• **Task requirements**
How many lines in the data below contain the string "tall"? Case counts, and your reply should be only the number.

──────── Data shown

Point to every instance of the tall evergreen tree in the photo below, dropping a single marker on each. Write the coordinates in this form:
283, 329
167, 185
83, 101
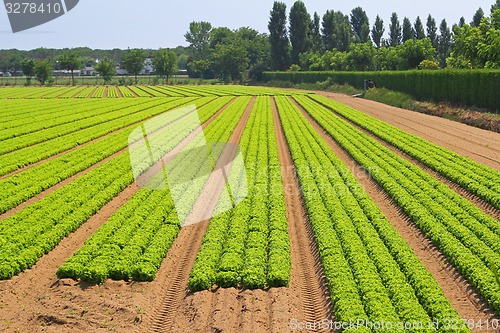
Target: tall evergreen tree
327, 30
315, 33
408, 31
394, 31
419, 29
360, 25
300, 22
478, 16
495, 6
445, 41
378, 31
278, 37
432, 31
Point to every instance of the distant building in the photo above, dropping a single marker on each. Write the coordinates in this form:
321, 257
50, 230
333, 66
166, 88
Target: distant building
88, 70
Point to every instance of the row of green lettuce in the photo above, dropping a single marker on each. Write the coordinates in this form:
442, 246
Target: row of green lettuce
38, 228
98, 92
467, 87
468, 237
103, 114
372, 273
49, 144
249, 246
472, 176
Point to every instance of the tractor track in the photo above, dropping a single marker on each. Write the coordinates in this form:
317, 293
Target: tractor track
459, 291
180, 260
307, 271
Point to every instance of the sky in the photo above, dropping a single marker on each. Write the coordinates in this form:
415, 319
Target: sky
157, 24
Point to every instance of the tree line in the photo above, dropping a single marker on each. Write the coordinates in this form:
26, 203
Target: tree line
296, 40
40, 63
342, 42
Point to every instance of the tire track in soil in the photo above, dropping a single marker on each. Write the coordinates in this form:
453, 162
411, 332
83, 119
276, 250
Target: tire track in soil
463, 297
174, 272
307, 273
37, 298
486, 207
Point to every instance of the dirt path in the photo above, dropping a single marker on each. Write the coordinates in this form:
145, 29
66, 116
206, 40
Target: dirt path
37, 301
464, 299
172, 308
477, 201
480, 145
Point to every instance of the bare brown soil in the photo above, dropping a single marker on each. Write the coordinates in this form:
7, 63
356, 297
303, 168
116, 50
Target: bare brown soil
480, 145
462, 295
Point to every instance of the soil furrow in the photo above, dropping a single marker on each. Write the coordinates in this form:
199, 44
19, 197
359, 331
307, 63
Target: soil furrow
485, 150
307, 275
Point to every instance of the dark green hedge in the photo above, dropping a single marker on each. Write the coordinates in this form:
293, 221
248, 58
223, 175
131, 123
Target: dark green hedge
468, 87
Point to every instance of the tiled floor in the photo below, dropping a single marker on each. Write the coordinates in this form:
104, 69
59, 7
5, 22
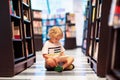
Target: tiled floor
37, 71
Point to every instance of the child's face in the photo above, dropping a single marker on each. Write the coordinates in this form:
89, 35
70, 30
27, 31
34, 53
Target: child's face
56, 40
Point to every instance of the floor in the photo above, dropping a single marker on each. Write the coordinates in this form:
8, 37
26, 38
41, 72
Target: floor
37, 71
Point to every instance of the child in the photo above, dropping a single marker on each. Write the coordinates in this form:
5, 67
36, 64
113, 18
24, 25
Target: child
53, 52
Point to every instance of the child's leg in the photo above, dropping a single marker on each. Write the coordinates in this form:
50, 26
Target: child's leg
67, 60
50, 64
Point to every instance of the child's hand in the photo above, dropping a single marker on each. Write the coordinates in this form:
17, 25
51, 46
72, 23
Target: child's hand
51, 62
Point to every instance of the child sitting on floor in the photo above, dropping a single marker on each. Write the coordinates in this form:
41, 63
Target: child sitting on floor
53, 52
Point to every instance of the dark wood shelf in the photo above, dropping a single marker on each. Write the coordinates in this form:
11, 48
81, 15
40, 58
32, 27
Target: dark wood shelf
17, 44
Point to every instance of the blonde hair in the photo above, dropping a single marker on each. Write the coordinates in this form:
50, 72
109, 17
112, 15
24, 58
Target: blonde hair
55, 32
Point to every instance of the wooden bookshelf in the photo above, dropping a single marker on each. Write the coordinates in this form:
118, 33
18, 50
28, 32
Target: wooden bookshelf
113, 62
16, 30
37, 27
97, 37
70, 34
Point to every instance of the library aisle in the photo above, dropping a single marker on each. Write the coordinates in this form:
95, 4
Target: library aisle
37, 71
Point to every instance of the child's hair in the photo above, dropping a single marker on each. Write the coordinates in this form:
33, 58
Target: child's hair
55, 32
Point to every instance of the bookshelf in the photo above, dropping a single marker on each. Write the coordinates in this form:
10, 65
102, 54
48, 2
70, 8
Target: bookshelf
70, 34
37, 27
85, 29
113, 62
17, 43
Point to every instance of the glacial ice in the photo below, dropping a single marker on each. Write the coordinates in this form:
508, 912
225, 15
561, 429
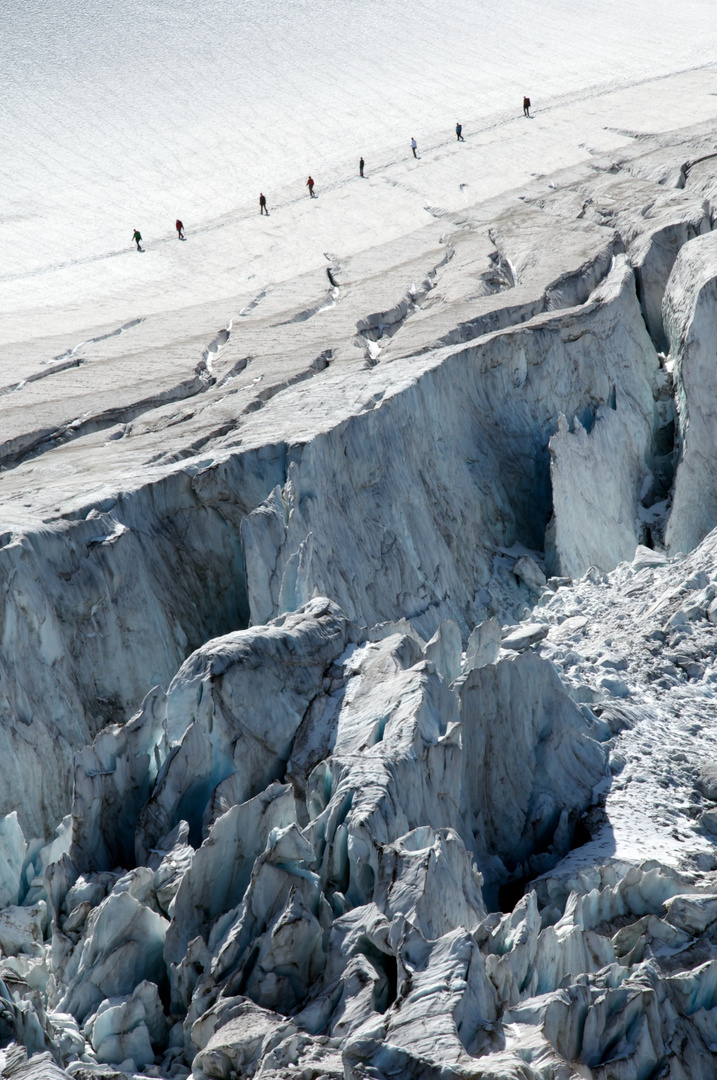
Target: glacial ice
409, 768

────────────────
──────── Data shown

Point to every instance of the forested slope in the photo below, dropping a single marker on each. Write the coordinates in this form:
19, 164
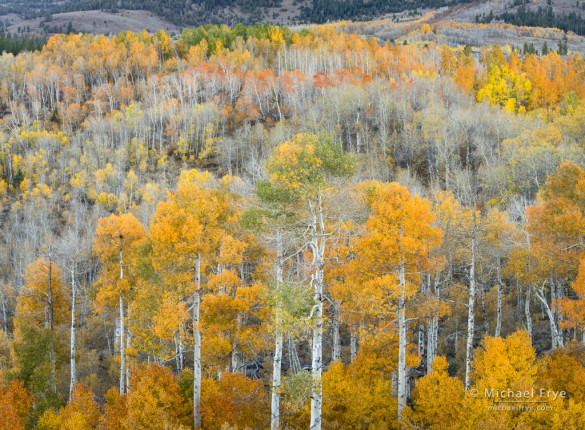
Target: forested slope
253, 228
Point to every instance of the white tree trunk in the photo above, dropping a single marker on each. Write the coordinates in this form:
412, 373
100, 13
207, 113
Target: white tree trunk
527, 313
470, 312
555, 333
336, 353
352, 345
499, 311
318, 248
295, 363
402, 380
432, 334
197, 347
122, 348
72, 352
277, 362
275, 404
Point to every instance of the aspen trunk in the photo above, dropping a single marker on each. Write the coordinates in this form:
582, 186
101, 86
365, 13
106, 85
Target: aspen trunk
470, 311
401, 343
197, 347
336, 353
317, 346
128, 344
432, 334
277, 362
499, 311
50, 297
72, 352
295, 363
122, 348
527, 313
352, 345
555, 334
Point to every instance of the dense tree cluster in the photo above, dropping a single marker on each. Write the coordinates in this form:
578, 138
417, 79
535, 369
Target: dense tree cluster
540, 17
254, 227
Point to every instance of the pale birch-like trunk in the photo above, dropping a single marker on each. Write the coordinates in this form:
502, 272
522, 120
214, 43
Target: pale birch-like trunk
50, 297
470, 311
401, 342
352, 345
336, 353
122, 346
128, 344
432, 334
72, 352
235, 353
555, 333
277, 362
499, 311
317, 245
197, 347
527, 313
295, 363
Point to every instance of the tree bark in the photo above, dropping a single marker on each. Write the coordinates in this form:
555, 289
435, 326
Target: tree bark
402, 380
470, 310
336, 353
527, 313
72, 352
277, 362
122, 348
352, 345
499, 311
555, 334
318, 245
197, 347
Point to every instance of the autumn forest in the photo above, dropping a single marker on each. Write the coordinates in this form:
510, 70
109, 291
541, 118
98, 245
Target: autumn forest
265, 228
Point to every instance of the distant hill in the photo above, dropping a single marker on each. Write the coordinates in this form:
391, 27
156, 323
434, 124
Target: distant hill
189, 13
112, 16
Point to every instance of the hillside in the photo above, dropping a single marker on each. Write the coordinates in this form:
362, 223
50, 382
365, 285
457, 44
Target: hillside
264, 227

────────────────

• **Full solution**
2